Recorded data
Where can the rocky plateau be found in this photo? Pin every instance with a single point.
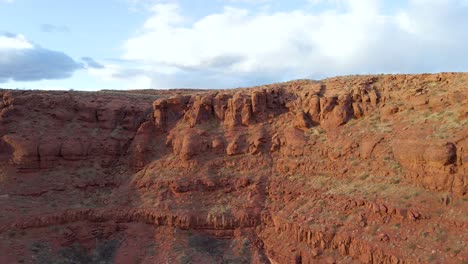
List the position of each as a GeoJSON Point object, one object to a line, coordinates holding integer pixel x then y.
{"type": "Point", "coordinates": [355, 169]}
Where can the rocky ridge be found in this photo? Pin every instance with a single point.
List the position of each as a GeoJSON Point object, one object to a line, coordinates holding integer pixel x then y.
{"type": "Point", "coordinates": [358, 169]}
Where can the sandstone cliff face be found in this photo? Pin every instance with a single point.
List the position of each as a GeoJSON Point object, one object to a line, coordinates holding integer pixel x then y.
{"type": "Point", "coordinates": [364, 169]}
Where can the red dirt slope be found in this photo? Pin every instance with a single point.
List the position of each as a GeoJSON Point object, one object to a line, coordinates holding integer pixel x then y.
{"type": "Point", "coordinates": [358, 169]}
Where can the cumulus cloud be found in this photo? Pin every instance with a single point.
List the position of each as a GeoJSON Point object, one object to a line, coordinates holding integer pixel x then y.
{"type": "Point", "coordinates": [91, 63]}
{"type": "Point", "coordinates": [22, 60]}
{"type": "Point", "coordinates": [238, 47]}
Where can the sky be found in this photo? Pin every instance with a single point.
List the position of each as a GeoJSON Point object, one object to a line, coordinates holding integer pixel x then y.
{"type": "Point", "coordinates": [160, 44]}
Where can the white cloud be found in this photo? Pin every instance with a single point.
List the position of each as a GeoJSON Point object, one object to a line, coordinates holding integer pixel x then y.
{"type": "Point", "coordinates": [22, 60]}
{"type": "Point", "coordinates": [15, 42]}
{"type": "Point", "coordinates": [238, 47]}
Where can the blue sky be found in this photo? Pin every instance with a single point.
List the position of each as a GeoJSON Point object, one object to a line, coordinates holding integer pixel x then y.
{"type": "Point", "coordinates": [139, 44]}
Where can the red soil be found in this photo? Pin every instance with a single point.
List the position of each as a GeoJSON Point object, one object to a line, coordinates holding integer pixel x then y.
{"type": "Point", "coordinates": [360, 169]}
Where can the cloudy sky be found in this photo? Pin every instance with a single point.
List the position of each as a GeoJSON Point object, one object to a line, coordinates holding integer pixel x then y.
{"type": "Point", "coordinates": [139, 44]}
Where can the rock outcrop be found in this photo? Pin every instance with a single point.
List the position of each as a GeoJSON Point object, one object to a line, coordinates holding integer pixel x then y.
{"type": "Point", "coordinates": [358, 169]}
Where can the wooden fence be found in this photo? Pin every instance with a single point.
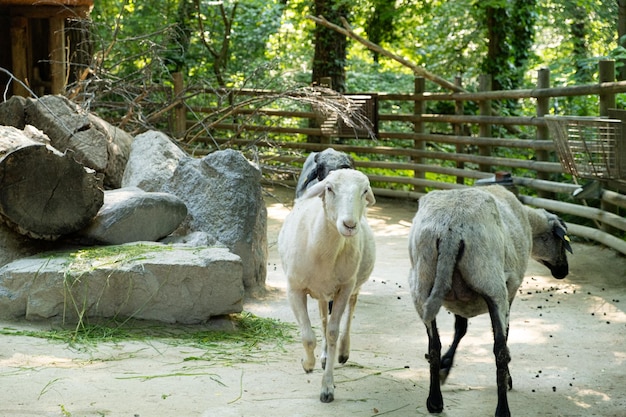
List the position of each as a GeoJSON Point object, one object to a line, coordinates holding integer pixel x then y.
{"type": "Point", "coordinates": [416, 149]}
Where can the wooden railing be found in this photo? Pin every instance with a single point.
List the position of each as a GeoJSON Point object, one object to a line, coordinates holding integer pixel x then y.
{"type": "Point", "coordinates": [415, 151]}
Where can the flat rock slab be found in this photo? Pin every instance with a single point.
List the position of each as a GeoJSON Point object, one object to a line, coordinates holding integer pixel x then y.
{"type": "Point", "coordinates": [133, 215]}
{"type": "Point", "coordinates": [145, 280]}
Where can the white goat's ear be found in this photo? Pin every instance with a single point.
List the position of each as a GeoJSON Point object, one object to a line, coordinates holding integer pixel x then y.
{"type": "Point", "coordinates": [369, 197]}
{"type": "Point", "coordinates": [315, 190]}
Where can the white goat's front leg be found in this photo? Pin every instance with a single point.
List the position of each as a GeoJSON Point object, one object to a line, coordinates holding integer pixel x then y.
{"type": "Point", "coordinates": [344, 344]}
{"type": "Point", "coordinates": [340, 302]}
{"type": "Point", "coordinates": [323, 307]}
{"type": "Point", "coordinates": [298, 302]}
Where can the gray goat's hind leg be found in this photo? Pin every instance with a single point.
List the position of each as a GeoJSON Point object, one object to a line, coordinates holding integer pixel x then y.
{"type": "Point", "coordinates": [460, 329]}
{"type": "Point", "coordinates": [434, 403]}
{"type": "Point", "coordinates": [501, 352]}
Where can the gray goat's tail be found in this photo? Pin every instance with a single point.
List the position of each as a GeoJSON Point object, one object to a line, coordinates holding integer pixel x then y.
{"type": "Point", "coordinates": [449, 251]}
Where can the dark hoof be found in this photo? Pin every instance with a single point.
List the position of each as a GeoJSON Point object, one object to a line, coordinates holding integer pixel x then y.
{"type": "Point", "coordinates": [434, 406]}
{"type": "Point", "coordinates": [443, 375]}
{"type": "Point", "coordinates": [327, 397]}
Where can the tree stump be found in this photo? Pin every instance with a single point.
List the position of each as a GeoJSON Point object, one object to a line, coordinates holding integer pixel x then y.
{"type": "Point", "coordinates": [44, 193]}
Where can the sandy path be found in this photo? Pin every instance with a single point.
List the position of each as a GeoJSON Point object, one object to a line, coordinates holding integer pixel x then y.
{"type": "Point", "coordinates": [567, 342]}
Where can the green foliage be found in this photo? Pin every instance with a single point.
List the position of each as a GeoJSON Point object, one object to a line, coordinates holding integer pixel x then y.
{"type": "Point", "coordinates": [274, 38]}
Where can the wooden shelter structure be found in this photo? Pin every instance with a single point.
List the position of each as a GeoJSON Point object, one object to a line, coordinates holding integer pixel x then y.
{"type": "Point", "coordinates": [40, 41]}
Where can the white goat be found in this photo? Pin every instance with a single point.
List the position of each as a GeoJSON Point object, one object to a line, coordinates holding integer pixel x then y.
{"type": "Point", "coordinates": [327, 251]}
{"type": "Point", "coordinates": [318, 165]}
{"type": "Point", "coordinates": [469, 250]}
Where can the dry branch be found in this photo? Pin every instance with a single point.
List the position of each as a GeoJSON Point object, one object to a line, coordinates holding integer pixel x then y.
{"type": "Point", "coordinates": [417, 70]}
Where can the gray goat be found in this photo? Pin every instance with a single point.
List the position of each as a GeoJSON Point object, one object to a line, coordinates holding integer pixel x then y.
{"type": "Point", "coordinates": [469, 250]}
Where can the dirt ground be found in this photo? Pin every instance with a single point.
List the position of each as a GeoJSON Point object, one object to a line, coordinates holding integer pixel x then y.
{"type": "Point", "coordinates": [567, 342]}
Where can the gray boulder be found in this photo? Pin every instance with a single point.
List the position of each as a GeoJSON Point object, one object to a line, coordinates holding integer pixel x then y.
{"type": "Point", "coordinates": [131, 215]}
{"type": "Point", "coordinates": [222, 192]}
{"type": "Point", "coordinates": [172, 284]}
{"type": "Point", "coordinates": [152, 161]}
{"type": "Point", "coordinates": [12, 112]}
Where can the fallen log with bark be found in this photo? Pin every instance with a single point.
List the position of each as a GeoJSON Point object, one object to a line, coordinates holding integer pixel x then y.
{"type": "Point", "coordinates": [44, 193]}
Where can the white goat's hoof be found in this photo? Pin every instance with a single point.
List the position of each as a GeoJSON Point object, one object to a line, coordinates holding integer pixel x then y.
{"type": "Point", "coordinates": [327, 397]}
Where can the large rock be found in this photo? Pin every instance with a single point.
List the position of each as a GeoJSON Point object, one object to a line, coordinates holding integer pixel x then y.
{"type": "Point", "coordinates": [12, 112]}
{"type": "Point", "coordinates": [152, 161]}
{"type": "Point", "coordinates": [96, 144]}
{"type": "Point", "coordinates": [132, 215]}
{"type": "Point", "coordinates": [222, 192]}
{"type": "Point", "coordinates": [142, 280]}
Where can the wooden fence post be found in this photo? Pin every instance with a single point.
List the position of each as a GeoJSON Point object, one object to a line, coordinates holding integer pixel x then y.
{"type": "Point", "coordinates": [19, 46]}
{"type": "Point", "coordinates": [180, 114]}
{"type": "Point", "coordinates": [458, 128]}
{"type": "Point", "coordinates": [484, 84]}
{"type": "Point", "coordinates": [606, 69]}
{"type": "Point", "coordinates": [606, 74]}
{"type": "Point", "coordinates": [56, 46]}
{"type": "Point", "coordinates": [543, 108]}
{"type": "Point", "coordinates": [419, 107]}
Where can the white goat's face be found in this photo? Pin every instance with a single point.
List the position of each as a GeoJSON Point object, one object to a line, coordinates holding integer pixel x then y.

**Action item**. In the entries above, the lines from the one bearing "Where can the gray goat be" up to and including the one bearing "Where can the large" should be transcribed exactly; no other line is wanted.

**Exercise result**.
Where can the gray goat be found in this photo? Pin every instance with a single point.
List the position of each as a GeoJSON Point object, one object to a line, coordinates holding integer pixel x then y.
{"type": "Point", "coordinates": [469, 250]}
Where can the dirt ground be found in this photo? Pin every instance with a single point.
List the position of each as a GeoJSON Point object, one object to a line, coordinates holding integer pixel x then y.
{"type": "Point", "coordinates": [567, 342]}
Where can the gray boulder be found in this photo? Pin every instance with a single point.
List the position of each as a GeoJSON Point object, one object to a line, coordinates holding integer pixel x then y.
{"type": "Point", "coordinates": [131, 215]}
{"type": "Point", "coordinates": [222, 192]}
{"type": "Point", "coordinates": [172, 284]}
{"type": "Point", "coordinates": [152, 161]}
{"type": "Point", "coordinates": [12, 112]}
Where can the fallen log with bark be found in this photo? Pin every instance with a single point.
List the position of each as a GeoJSON Point object, one object to a line, coordinates holding integer pixel x then y.
{"type": "Point", "coordinates": [44, 193]}
Where can the white goat's hoof be found in this photo? Pin every instance with a single point.
List the position of each as a GeoJSON Point object, one object to a line, coordinates holding integer pixel x then y.
{"type": "Point", "coordinates": [327, 397]}
Where can the large rock be found in this photo? Pin every instance with a single point.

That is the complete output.